Annotation data based on points:

::::::::

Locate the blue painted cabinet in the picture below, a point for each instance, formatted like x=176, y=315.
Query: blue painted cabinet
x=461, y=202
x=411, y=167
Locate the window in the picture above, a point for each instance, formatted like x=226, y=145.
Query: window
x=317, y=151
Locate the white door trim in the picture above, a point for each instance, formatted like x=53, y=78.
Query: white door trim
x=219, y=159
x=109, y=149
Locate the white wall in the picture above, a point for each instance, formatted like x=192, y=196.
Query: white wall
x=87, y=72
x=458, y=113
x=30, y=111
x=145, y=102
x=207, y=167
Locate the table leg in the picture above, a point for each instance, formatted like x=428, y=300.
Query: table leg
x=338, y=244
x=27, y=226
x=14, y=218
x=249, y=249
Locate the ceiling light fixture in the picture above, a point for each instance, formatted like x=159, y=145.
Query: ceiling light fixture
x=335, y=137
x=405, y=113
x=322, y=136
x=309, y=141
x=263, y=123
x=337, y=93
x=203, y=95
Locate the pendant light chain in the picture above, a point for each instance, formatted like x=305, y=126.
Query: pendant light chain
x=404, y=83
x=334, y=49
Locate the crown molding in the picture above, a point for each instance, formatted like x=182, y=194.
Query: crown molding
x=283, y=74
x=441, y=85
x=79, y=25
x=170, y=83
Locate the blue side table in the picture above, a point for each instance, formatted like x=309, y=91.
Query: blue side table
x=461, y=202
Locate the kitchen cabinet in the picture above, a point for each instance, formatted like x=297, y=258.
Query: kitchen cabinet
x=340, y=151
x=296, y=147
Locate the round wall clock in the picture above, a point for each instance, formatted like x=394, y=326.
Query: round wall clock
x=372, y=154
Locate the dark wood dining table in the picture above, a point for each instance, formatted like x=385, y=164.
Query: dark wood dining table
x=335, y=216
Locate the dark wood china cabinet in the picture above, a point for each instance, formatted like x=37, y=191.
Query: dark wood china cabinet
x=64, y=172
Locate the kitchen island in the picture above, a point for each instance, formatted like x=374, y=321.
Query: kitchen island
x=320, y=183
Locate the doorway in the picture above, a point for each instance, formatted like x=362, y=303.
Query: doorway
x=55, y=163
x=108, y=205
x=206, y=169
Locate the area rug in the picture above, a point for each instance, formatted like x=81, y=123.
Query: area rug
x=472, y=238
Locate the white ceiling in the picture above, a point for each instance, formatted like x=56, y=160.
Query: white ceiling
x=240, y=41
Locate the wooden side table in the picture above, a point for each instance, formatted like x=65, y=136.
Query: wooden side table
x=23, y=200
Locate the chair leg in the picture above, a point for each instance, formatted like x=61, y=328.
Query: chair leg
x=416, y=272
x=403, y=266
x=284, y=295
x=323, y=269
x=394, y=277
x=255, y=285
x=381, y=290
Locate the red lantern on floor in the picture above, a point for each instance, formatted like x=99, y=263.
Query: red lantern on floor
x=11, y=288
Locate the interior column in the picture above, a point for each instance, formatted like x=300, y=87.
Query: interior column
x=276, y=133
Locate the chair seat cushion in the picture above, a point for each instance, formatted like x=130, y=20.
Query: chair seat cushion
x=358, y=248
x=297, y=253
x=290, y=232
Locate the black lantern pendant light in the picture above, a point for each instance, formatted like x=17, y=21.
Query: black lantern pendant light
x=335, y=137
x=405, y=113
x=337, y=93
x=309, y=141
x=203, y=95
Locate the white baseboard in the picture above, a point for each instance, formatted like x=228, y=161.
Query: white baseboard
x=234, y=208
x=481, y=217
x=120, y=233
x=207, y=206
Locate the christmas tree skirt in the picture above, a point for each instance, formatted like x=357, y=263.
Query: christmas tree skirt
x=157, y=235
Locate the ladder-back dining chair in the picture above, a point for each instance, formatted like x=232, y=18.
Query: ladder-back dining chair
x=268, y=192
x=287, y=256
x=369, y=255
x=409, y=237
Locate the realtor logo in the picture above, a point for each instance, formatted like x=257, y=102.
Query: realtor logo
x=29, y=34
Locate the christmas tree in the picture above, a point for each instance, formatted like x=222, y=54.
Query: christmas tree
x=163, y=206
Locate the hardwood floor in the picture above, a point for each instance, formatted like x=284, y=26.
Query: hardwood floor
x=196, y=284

::::::::

> EXERCISE DETAILS:
Copy the material above line for line, without any changes.

> RESPONSE BELOW:
Locate the blue painted cabinet in the picture below, a point for each instance, formatted like x=176, y=315.
Query: blue painted cabinet
x=461, y=202
x=411, y=167
Locate the window in the picture above, a point for each instance, formatted like x=226, y=145.
Query: window
x=317, y=151
Locate the white door trim in the picture above, a point for each instance, formatted like x=53, y=78.
Query: white door trim
x=219, y=159
x=109, y=149
Locate the white wall in the picture above, a point for each instance, formatted like x=192, y=196.
Query: white wall
x=87, y=72
x=458, y=113
x=30, y=111
x=145, y=102
x=207, y=167
Locate the table leg in the picture above, a point for each instance, formatted like x=428, y=300.
Query: table leg
x=338, y=244
x=27, y=226
x=14, y=218
x=249, y=249
Locate the ceiling light fixture in the picture above, a point for each instance, formatted like x=159, y=145.
Query: ceiling light fixture
x=335, y=137
x=405, y=113
x=322, y=136
x=309, y=141
x=263, y=123
x=337, y=93
x=203, y=95
Locate the pendant light chain in the picture above, a point for each instance, formatted like x=305, y=126.
Query: pendant light chain
x=404, y=83
x=334, y=49
Locate the crown molding in the picture above, a point for each instance, formatted like x=182, y=194.
Query: crown molding
x=283, y=74
x=441, y=85
x=79, y=25
x=170, y=83
Locate the blue side table in the picture above, a point for each instance, formatted like x=309, y=91.
Query: blue side table
x=461, y=202
Locate the kitchen cabinet in the picture above, a point for each instance, formatted like x=297, y=258.
Query: kitchen cabinet
x=340, y=151
x=296, y=147
Locate the round wall clock in the picture above, a point for each instance, formatted like x=394, y=326.
Query: round wall clock
x=372, y=154
Locate the dark wood dining table in the picture above, a point for each instance, formatted like x=385, y=164.
Query: dark wood dining table
x=335, y=216
Locate the dark wood china cabinet in the picture above, a point for each instance, formatted like x=37, y=191.
Query: dark wood china cabinet
x=64, y=172
Locate the kitchen island in the picture above, a point for each instance, formatted like x=374, y=321.
Query: kitchen island
x=320, y=183
Locate the doorway in the picture above, a point for each instance, formatted like x=362, y=303.
Query: doorway
x=55, y=163
x=108, y=205
x=206, y=169
Locate the area rug in the picture above, a point for each instance, formatted like x=81, y=123.
Query: area rug
x=472, y=238
Locate the white ceiling in the picture above, a point for each instance, formatted like x=56, y=160.
Query: white ceiling
x=240, y=41
Locate the wooden side table in the picture above, a point for each instance, formatted like x=65, y=136.
Query: wooden side table
x=23, y=200
Locate the chair leg in the picture above, a point for each instance, formatted like x=61, y=328.
Query: chair leg
x=416, y=272
x=403, y=266
x=284, y=295
x=323, y=269
x=394, y=277
x=255, y=285
x=381, y=290
Locate the red lantern on floor in the picture above, a point for each instance, formatted like x=99, y=263.
Query: red lantern on floor
x=11, y=288
Locate the interior column in the picture above, a point for each instance, formatted like x=300, y=87.
Query: interior column
x=276, y=133
Locate the chair seat cushion in the picture above, a point for each instance, formatted like x=130, y=20.
Query: chair seat cushion
x=358, y=248
x=297, y=253
x=290, y=232
Locate the black lantern pendant light in the picture above, a point for each instance, formatted like x=17, y=21.
Query: black lantern pendant light
x=335, y=137
x=405, y=113
x=337, y=93
x=309, y=141
x=203, y=95
Locate the white baseboard in the picture above, a point for each instance, formatted like x=228, y=161.
Query: white baseboard
x=234, y=208
x=481, y=217
x=120, y=233
x=207, y=206
Locate the christmas tree skirt in the picture above, a point for each instance, formatted like x=357, y=263.
Query: christmas tree skirt
x=157, y=235
Locate the ladder-back dining chair in the picture above, a point for each instance, formatted like x=232, y=18.
Query: ladder-back dining chair
x=268, y=192
x=287, y=256
x=369, y=255
x=409, y=237
Locate the realtor logo in the picture above, a point for each instance, formatted like x=257, y=102.
Query: realtor logo
x=29, y=34
Locate the christmas tree in the picture above, a point for each instance, formatted like x=222, y=54.
Query: christmas tree
x=163, y=206
Locate the hardwood floor in the picture above, a point for each instance, formatted like x=284, y=26.
Query: hardwood floor
x=196, y=284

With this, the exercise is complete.